Directions for this task:
Reproduce verbatim the material from its beginning through the line containing "box: [280, 109, 356, 214]", including that line, and leave the pictures out of your answer.

Records section start

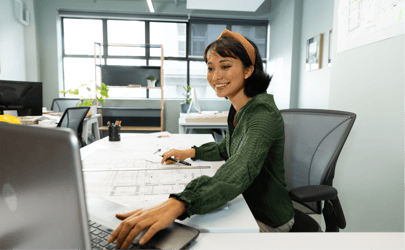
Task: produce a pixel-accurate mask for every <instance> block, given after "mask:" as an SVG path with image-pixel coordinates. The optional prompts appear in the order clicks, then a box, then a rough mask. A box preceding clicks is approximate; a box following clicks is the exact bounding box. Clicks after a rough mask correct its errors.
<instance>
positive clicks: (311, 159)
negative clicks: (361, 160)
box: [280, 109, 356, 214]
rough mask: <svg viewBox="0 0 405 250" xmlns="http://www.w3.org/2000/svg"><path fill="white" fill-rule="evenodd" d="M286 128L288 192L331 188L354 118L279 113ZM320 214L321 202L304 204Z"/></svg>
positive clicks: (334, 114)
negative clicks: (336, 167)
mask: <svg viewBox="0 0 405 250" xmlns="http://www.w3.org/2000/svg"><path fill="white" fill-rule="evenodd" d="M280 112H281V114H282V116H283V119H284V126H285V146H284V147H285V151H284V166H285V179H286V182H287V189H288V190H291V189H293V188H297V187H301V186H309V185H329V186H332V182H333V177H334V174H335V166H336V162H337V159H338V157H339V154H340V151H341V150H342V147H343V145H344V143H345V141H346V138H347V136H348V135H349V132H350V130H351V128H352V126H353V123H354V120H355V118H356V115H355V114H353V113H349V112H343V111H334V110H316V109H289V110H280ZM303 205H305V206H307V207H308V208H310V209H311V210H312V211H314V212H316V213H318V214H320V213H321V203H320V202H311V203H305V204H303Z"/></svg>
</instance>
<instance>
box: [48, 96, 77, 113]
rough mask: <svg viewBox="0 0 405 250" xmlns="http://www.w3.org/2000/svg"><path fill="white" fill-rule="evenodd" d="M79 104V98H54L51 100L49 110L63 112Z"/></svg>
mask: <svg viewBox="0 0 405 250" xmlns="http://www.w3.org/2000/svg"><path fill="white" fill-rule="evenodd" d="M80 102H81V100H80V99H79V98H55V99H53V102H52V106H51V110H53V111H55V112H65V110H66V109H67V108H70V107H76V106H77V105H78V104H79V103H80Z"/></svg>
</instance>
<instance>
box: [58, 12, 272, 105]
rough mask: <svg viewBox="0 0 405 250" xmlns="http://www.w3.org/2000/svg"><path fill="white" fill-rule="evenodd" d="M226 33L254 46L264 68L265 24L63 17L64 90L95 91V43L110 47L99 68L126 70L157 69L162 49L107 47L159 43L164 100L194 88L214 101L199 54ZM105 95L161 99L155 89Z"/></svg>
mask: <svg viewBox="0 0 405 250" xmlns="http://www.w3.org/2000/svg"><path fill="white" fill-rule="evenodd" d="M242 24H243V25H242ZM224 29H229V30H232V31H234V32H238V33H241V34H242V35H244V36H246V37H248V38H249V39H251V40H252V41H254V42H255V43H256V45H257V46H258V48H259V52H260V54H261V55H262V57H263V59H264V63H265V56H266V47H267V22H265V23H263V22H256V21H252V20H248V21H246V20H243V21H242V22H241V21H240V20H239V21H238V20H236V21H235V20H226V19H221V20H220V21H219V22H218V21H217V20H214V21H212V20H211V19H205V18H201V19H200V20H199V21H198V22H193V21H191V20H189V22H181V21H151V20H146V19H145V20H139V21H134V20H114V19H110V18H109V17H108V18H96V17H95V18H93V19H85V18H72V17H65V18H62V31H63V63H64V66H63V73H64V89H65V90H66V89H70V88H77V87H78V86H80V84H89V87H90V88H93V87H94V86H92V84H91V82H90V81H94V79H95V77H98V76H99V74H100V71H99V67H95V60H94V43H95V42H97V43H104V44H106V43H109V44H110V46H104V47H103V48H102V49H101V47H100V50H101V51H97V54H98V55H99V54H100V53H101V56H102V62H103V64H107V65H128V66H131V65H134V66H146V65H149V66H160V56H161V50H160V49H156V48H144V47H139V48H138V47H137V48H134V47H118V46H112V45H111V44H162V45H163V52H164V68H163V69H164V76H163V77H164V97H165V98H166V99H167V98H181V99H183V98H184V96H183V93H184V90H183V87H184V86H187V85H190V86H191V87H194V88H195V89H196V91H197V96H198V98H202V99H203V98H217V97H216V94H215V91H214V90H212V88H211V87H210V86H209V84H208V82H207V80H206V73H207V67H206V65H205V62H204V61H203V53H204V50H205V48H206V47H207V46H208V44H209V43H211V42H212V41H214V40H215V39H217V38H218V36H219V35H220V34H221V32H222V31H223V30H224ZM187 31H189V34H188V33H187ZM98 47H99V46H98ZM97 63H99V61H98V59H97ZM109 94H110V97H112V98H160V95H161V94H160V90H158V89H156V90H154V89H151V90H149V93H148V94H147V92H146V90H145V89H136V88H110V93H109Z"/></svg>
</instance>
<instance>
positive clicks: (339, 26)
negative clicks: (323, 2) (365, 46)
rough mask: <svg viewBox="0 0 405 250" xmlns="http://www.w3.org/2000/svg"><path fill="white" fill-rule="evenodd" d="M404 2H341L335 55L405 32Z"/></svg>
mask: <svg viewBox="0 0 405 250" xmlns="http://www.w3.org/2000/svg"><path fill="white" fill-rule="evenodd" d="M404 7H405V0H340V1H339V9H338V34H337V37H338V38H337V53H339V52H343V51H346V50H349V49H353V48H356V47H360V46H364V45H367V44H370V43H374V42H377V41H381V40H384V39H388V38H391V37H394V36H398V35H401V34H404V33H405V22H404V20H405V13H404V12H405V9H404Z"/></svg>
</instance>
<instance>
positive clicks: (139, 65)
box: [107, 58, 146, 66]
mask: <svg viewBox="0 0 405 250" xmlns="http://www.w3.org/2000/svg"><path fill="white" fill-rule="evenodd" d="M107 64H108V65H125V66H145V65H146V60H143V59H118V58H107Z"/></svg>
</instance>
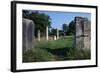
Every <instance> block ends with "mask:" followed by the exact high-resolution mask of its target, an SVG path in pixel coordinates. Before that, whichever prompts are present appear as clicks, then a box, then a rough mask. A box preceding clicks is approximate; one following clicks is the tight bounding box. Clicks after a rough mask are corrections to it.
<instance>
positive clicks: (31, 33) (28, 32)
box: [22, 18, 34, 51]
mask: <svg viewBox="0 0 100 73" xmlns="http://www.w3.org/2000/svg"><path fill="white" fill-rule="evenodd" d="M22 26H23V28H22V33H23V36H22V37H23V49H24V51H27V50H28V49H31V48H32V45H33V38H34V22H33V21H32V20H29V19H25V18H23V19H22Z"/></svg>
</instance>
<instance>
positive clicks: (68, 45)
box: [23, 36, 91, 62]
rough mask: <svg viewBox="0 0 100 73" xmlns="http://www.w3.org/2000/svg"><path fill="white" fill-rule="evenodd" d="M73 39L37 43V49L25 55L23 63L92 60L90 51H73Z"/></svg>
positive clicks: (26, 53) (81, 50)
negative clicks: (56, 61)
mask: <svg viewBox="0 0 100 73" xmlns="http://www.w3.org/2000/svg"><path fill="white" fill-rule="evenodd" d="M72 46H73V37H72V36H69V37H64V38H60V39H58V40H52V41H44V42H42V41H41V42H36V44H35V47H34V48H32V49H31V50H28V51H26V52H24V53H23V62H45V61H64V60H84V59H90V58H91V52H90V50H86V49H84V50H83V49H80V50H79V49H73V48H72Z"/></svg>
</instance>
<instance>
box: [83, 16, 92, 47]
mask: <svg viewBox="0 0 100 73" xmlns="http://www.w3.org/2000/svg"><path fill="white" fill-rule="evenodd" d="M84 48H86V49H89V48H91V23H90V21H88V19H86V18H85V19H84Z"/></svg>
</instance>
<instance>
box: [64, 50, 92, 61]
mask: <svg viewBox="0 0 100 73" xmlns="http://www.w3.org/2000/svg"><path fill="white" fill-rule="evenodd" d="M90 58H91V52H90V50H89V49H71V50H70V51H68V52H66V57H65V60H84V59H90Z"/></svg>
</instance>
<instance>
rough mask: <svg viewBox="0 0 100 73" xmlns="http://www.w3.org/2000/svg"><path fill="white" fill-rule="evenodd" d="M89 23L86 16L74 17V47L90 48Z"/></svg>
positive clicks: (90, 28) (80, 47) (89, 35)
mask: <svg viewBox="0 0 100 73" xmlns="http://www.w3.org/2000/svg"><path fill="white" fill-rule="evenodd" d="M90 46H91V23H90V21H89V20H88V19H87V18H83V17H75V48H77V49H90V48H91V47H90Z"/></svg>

Records section end

Output below:
Task: produce a pixel-accurate mask for every <instance> block, given after "mask:" as an SVG path with image-pixel coordinates. The optional prompts appear in the order clicks, then a box, then a rough mask. A box preceding clicks is approximate; a box following clicks is the exact bounding box. Clicks after a rough mask correct its errors.
<instance>
positive clicks: (311, 159)
negative clicks: (361, 160)
box: [280, 109, 356, 214]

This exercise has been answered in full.